You can keep fishing once you have a limit. You cannot land another fish of that species even in a net it must be released immediately. You take it off the hook and hand it to someone your are in violation. Culling from a stringer is iffy and shouldn't be done the fish probably will not survive it. Have fun get your limit that's what its all about.


----------



## Dougb123 (Jan 7, 2013)

Cannot cull whether fish is dead, alive, strung, live well, etc. Period. Does not matter if you are wading. The law states that any fish NOT IMMEDIATELY RELEASED IS IN YOUR POSSESSION. Some game wardens are not entirely clear about this,but they, like other law enforcement officers, often misinterpret the very laws they purport to enforce.

They also have discretion and can give someone a break if they think it was an honest mistake. 

Think about this. Does anyone think that if they have kept 2 that they could continue to catch another 10 or 100 and just keep swapping out a fish for the newest one? Of course, you can have a ball practicing catch and release til your arms fall off.

I am a 30 year defense attorney and former prosecutor who has handled fish and game cases on both sides, for what it's worth. Hope this helps.


----------



## SaltwaterTom (Jun 23, 2013)

FoghornLeghorn said:


> I've never caught a Limit. Is that a type of fish? I'm so confused


LMAO:cheers:


----------



## Zeitgeist (Nov 10, 2011)

What are we going to do?

Exercise task 1 —
Convert every line of the records in Block 1 into a JSON list of strings, with one string per line and no blank lines.

The input —
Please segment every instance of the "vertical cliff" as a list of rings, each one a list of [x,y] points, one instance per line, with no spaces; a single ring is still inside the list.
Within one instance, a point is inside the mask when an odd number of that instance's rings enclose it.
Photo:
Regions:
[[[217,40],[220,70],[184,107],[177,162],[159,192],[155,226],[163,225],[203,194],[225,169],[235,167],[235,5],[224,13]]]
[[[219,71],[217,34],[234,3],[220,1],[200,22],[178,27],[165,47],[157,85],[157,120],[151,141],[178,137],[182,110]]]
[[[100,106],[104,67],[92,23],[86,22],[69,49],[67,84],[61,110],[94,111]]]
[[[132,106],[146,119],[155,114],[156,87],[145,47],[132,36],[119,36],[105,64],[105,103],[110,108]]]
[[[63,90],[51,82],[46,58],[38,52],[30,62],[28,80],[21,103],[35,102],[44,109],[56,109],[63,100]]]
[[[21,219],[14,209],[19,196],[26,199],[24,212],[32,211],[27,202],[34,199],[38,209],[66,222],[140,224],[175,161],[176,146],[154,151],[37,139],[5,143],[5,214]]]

Exercise task 2 —
Translate this sentence from the fishing-limit thread into French: "They also have discretion and can give someone a break if they think it was an honest mistake."

Exercise result 1 —
[
  "Please segment every instance of the \"vertical cliff\" as a list of rings, each one a list of [x,y] points, one instance per line, with no spaces; a single ring is still inside the list.",
  "Within one instance, a point is inside the mask when an odd number of that instance's rings enclose it.",
  "Photo:",
  "Regions:",
  "[[[217,40],[220,70],[184,107],[177,162],[159,192],[155,226],[163,225],[203,194],[225,169],[235,167],[235,5],[224,13]]]",
  "[[[219,71],[217,34],[234,3],[220,1],[200,22],[178,27],[165,47],[157,85],[157,120],[151,141],[178,137],[182,110]]]",
  "[[[100,106],[104,67],[92,23],[86,22],[69,49],[67,84],[61,110],[94,111]]]",
  "[[[132,106],[146,119],[155,114],[156,87],[145,47],[132,36],[119,36],[105,64],[105,103],[110,108]]]",
  "[[[63,90],[51,82],[46,58],[38,52],[30,62],[28,80],[21,103],[35,102],[44,109],[56,109],[63,100]]]",
  "[[[21,219],[14,209],[19,196],[26,199],[24,212],[32,211],[27,202],[34,199],[38,209],[66,222],[140,224],[175,161],[176,146],[154,151],[37,139],[5,143],[5,214]]]"
]

Exercise result 2 —
Ils disposent aussi d'un pouvoir d'appréciation et peuvent se montrer indulgents envers quelqu'un s'ils pensent qu'il s'agissait d'une erreur de bonne foi.